▸ **EXCERPT PROVIDED**
_ _ _ _ _

NSX is an implementation of software-defined networking. It provides network services such as switching, routing, load balancing, firewall, and Virtual Private Networking (VPN).
NSX focuses on providing networking, security, automation, and operational simplicity for the underlying physical network. NSX is a non-disruptive solution and can be deployed on any IP network such as traditional networking models and next-generation fabric architectures, regardless of the vendor. This is accomplished by decoupling the virtual networks from their physical counterparts.
NSX Manager
The NSX Manager is the centralized network management component of VMware NSX. It implements the management and control planes for the NSX infrastructure.
NSX Manager provides the following functions:
The Graphical User Interface (GUI) and the RESTful API for creating, configuring, and monitoring NSX components, such as segments and gateways.

_ _ _ _ _

▸ **SOURCE RECORDS**
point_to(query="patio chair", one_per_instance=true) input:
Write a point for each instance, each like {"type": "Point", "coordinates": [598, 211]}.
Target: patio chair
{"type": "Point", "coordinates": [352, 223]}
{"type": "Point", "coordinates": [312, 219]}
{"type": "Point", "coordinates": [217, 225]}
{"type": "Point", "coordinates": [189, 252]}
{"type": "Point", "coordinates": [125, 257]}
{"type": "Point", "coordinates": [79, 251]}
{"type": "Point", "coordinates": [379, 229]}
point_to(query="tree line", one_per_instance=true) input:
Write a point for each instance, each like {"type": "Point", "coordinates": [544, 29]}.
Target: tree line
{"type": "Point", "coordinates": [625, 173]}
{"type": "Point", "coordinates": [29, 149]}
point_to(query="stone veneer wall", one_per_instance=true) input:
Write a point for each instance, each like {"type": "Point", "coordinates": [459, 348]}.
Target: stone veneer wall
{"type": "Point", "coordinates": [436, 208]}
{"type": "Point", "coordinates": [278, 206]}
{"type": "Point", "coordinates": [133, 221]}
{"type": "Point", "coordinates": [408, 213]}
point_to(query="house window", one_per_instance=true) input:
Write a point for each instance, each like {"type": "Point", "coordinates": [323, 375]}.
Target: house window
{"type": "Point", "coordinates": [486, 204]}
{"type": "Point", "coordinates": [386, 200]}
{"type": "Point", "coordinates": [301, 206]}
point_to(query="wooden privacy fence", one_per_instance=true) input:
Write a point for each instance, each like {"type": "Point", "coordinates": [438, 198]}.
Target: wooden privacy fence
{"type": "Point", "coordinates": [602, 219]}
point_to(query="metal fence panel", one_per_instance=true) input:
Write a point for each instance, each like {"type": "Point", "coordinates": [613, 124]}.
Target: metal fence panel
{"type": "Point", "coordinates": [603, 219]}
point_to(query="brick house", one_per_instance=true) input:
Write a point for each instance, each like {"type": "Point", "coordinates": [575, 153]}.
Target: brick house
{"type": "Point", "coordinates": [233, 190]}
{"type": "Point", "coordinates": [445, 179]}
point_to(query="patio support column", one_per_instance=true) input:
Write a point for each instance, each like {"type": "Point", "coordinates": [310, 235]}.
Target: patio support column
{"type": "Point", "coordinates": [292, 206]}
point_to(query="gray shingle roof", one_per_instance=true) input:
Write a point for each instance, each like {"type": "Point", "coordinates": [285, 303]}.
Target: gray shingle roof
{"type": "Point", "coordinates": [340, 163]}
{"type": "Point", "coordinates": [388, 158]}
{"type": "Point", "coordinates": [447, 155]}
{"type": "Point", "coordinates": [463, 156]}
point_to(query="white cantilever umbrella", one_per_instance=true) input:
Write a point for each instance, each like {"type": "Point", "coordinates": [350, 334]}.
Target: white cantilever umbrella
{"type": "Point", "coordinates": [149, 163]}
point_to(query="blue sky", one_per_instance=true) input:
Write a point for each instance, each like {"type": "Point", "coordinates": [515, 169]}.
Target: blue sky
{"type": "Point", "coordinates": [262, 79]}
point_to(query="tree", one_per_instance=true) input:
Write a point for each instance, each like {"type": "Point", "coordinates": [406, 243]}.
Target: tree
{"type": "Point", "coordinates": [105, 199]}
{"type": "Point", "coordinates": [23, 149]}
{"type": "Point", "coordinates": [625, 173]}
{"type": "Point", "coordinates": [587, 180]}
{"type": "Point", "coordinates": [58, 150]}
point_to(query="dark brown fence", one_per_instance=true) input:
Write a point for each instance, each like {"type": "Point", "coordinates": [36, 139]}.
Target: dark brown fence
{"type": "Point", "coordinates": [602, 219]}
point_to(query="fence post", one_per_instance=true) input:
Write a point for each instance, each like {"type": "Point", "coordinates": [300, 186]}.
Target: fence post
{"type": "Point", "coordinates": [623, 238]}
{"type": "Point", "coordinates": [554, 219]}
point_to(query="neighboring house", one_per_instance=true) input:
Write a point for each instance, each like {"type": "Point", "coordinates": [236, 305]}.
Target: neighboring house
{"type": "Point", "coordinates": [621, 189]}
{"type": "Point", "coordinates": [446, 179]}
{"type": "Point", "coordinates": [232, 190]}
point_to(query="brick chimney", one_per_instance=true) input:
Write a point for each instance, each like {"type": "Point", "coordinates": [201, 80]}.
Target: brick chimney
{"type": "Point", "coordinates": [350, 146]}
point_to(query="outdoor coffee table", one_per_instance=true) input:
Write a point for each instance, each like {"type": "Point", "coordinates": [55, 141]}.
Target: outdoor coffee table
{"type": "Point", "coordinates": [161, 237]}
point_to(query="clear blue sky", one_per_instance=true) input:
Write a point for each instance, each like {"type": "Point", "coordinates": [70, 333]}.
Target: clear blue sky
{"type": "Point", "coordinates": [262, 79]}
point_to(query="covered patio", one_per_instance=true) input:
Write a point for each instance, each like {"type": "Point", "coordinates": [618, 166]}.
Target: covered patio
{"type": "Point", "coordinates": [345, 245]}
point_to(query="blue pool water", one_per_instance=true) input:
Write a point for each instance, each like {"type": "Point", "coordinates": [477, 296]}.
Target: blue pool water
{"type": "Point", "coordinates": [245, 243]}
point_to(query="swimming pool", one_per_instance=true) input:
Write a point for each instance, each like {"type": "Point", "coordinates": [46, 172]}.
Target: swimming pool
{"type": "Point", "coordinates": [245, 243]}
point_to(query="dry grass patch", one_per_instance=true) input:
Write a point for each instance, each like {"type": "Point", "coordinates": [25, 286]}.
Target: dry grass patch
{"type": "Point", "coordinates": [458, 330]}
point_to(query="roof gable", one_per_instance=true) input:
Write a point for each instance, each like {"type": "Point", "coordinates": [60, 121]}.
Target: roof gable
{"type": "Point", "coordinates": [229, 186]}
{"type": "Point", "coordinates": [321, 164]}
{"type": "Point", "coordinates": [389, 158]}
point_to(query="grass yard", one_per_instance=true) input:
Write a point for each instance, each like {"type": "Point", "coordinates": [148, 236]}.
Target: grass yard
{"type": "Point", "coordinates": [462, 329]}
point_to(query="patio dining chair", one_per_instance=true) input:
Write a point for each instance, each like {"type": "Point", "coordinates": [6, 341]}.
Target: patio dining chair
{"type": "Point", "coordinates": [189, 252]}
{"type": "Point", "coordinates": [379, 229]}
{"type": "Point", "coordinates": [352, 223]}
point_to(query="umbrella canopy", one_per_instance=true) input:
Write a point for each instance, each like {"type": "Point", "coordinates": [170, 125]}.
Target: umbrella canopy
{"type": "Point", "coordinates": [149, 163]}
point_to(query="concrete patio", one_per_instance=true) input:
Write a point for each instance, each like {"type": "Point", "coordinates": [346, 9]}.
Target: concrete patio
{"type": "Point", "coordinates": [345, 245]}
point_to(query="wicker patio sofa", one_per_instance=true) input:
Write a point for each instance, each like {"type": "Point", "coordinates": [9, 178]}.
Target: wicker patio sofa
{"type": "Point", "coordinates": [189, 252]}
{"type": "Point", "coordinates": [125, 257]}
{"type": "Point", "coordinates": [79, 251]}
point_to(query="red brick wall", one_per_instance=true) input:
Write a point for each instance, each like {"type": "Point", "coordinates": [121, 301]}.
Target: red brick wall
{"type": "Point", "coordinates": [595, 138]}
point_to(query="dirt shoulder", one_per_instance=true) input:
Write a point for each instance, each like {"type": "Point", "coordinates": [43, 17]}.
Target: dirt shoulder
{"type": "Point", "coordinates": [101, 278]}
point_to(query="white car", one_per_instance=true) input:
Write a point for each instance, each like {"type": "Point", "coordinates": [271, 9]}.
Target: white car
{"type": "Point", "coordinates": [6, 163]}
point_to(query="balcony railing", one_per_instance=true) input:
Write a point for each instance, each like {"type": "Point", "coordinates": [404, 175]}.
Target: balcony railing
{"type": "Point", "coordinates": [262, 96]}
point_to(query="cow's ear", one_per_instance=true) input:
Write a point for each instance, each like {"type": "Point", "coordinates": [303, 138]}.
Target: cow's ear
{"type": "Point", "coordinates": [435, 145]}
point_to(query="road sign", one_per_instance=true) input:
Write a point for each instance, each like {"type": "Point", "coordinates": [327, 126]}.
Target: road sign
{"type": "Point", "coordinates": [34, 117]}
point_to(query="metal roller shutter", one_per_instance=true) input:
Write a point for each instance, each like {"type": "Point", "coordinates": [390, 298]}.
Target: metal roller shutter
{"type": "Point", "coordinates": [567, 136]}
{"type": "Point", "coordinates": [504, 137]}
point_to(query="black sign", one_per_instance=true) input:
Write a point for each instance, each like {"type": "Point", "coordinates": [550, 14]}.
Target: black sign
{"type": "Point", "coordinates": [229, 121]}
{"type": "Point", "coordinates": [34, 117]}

_ _ _ _ _

▸ **WRITTEN PROBLEM 1**
Translate this sentence from the NSX overview into Spanish: "The NSX Manager is the centralized network management component of VMware NSX."
▸ **WRITTEN PROBLEM 2**
Count the lines in the records that contain the string "dark". Reply with the number only.

▸ **TASK RESULT 1**
El NSX Manager es el componente centralizado de gestión de red de VMware NSX.

▸ **TASK RESULT 2**
2